**EXERCISE AIM**
Carry on the passage about the painter Katharina Grosse, writing on from its last sentence.

**TEXT SECTION**
........
Katharina Grosse may be one of Germany’s most important painters, but she rarely picks up a paintbrush. Since the late 1990s, she has instead wielded an industrial spray gun, coating unconventional materials and sites — a derelict house in New Orleans, piles of rubble at the Venice Biennale, her own bedroom — in saturated swaths of colour. In these immersive site-specific installations, painting doesn’t hang quietly on the wall; it engulfs, expands, overflows. “I want to be really close,” says the artist. “Almost like a tender form of aggression.”
Despite their unruly surfaces, Grosse’s works are meticulously planned in her Berlin studio, a striking glass-and-concrete building in the city’s central Moabit neighbourhood. Its network of storerooms, workshops and offices reflect the logistical complexity of her practice. Yet pigment-streaked floors suggest it is still driven by a playful disorder.
........
**LISTING**
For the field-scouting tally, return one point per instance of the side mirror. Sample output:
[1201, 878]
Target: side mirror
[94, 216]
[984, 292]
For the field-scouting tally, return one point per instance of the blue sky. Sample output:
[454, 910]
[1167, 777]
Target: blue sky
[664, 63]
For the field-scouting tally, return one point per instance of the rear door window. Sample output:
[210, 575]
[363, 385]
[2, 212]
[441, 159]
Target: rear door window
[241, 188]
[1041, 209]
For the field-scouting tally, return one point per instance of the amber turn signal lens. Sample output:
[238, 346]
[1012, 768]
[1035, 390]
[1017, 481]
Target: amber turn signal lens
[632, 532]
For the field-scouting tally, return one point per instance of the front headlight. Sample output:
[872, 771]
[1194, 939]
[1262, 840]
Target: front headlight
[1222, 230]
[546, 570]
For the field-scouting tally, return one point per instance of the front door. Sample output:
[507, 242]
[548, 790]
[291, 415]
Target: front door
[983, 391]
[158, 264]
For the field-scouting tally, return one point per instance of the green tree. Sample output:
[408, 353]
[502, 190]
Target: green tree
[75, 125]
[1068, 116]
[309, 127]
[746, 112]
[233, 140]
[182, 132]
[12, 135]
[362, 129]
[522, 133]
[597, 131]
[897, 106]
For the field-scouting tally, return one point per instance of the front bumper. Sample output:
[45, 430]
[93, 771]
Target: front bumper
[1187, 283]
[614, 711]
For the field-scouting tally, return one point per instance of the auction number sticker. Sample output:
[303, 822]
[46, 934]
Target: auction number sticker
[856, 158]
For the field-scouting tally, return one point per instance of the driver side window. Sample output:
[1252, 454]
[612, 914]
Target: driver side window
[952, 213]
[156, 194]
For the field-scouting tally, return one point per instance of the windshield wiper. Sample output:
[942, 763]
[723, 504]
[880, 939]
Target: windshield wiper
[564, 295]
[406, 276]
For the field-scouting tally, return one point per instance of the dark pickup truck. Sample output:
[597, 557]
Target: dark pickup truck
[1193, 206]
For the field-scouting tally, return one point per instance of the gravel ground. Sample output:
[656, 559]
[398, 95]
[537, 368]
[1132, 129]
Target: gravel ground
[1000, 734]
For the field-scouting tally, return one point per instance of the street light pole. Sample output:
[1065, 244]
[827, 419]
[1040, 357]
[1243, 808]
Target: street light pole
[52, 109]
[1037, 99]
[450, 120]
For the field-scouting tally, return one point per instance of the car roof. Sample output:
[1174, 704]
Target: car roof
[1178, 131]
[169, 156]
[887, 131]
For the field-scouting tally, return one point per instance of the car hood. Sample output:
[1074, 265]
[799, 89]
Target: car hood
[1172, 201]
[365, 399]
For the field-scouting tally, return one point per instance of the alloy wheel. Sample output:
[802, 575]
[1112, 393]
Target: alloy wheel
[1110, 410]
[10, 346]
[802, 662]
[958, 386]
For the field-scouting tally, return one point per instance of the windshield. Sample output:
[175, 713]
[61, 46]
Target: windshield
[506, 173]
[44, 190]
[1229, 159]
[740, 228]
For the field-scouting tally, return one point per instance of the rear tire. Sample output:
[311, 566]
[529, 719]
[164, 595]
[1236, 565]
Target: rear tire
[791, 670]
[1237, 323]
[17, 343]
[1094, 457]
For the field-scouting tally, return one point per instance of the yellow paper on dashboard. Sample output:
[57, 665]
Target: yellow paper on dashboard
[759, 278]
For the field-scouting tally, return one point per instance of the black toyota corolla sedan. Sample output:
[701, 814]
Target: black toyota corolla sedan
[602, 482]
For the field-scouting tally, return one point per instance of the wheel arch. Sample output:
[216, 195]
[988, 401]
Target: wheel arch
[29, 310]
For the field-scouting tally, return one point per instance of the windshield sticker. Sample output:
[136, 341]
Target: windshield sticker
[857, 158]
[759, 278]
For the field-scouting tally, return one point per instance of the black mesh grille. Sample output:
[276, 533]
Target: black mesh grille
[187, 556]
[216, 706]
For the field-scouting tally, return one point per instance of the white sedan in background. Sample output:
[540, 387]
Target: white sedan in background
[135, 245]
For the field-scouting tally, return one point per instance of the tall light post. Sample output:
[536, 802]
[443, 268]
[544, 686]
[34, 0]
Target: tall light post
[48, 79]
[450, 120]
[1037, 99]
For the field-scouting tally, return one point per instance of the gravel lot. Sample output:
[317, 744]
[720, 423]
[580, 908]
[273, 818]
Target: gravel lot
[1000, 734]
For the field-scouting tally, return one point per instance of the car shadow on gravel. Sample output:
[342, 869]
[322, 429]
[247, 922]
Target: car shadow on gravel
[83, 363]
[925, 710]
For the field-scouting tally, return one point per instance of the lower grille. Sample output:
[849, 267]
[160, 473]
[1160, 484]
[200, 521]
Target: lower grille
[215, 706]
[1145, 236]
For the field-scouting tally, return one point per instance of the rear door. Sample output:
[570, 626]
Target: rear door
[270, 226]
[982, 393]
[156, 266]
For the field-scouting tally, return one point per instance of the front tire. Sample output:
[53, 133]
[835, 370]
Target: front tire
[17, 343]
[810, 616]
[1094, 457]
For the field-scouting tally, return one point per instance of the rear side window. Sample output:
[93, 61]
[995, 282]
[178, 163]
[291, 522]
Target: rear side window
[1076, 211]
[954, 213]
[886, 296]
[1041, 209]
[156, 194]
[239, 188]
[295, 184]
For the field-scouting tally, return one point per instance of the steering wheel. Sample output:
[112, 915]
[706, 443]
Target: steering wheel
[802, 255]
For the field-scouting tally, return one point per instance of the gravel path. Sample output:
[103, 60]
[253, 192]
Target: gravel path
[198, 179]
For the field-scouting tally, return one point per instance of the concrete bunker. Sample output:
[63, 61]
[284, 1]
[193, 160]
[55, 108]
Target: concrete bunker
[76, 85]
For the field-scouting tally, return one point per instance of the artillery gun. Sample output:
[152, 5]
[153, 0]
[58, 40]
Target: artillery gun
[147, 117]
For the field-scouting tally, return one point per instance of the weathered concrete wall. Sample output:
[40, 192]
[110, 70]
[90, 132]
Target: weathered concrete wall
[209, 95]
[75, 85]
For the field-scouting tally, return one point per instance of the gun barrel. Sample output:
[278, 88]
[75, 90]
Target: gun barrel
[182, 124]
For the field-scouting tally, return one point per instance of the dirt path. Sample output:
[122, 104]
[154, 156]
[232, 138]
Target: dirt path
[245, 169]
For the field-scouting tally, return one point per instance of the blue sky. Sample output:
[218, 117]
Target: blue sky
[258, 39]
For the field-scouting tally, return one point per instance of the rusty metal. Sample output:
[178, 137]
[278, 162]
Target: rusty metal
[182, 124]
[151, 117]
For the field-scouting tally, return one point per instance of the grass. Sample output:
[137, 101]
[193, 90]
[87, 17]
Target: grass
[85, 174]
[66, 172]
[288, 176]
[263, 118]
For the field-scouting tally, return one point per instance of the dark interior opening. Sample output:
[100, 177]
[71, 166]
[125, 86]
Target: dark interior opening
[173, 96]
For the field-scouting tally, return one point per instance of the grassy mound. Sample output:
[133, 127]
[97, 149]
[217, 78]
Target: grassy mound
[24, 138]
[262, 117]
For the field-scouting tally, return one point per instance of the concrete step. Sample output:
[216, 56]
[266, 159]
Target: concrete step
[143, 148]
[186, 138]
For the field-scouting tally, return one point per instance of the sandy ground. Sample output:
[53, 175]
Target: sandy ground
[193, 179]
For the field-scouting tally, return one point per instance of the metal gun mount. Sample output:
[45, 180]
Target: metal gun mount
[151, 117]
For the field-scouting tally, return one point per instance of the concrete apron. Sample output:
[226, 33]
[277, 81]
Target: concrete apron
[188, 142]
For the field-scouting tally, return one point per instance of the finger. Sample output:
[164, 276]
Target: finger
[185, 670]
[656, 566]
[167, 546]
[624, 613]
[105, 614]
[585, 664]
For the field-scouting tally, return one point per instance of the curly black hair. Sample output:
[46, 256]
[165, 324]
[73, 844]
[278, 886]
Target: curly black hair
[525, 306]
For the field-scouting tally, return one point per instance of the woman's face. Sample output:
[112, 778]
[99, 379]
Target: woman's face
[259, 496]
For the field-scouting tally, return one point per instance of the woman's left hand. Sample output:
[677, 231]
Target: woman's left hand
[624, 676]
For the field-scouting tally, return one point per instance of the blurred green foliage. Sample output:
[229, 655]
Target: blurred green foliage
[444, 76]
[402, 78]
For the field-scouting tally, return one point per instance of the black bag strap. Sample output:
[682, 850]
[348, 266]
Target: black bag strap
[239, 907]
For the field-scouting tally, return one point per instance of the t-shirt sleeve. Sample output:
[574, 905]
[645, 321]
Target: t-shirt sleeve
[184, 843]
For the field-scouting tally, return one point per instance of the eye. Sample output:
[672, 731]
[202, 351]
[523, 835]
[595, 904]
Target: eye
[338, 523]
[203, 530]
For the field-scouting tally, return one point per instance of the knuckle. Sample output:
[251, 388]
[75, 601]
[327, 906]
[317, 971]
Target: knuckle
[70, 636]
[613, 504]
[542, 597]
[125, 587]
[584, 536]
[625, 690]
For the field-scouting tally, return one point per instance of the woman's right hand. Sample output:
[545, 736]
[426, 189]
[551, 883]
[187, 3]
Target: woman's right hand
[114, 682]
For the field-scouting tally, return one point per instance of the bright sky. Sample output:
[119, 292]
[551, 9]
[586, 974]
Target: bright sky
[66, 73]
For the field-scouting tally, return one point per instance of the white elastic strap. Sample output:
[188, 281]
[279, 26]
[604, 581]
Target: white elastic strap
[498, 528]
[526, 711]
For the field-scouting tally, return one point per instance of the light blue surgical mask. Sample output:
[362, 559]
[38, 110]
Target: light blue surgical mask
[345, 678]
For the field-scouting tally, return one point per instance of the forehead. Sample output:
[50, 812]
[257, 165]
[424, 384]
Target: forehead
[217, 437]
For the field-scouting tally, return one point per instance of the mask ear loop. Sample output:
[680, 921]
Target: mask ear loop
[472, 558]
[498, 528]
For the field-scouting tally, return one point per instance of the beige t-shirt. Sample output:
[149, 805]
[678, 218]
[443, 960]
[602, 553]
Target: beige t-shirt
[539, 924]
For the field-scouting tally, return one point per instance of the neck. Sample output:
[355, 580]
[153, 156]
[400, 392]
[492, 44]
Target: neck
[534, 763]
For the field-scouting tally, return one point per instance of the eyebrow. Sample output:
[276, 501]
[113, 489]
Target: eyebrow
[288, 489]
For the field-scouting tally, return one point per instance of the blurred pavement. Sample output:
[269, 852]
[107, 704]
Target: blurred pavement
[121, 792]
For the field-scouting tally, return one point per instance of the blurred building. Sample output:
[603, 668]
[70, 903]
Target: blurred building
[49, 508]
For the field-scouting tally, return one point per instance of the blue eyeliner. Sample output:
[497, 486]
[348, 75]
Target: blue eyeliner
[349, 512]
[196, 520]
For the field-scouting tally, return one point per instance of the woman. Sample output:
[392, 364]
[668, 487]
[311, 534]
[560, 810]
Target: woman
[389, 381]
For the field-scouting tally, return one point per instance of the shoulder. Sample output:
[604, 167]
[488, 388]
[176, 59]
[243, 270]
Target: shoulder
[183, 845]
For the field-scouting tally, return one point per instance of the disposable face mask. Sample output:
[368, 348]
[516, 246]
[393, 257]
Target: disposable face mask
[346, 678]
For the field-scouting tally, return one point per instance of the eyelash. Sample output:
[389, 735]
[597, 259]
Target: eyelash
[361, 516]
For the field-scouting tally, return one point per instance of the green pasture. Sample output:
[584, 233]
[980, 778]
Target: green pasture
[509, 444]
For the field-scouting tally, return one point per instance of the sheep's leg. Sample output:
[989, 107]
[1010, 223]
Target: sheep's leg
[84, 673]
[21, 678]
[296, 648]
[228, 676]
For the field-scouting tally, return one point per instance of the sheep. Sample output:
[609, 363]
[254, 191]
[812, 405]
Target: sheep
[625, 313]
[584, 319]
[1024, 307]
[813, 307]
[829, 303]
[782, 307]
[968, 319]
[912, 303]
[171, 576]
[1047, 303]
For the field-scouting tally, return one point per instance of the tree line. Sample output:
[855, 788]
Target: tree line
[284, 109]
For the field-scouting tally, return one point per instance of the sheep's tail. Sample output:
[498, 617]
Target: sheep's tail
........
**ANSWER TO THIS EXERCISE**
Here, understatedly dressed save for a pair of shiny gold shoes, Grosse, 63, shows me models for several concurrent projects: institutional shows in Stuttgart and Hamburg, as well as a sprawling public commission for Art Basel. For the latter, titled “CHOIR”, she plans to cover the fair’s facade and the adjoining Messeplatz with giant scrawls of white and magenta — a colour she describes as “the most visible in the world”. Such an eye-catching shade, she points out, is essential in order to compete with the busy activity of the fair. “It’s a colour of being alert, of being aware . . . this is really a piece about attention.”
Bold and immediate, “CHOIR” encapsulates Grosse’s signature style: urgent gestures in riotous hues that unite varied structures and objects in a single painted image. She credits her spray gun with allowing her to achieve these vibrant, multi-layered compositions. “A yellow being sprayed on to a dark green, for example, is not getting mushed up by the paintbrush,” she says. “It lands clean on that surface, so the colour maintains its integrity.”
Powered by a compressor, the device also allows her to magnify the scale of her practice by spraying hard-to-reach surfaces at speed, as well as vary from faded to more dense zones of colour. “It has a different velocity than using a brush,” she explains. “It’s a continuous movement where I’m thinking and readjusting. It makes you fast. It makes you large. You can go over multi-dimensional surfaces with ease.”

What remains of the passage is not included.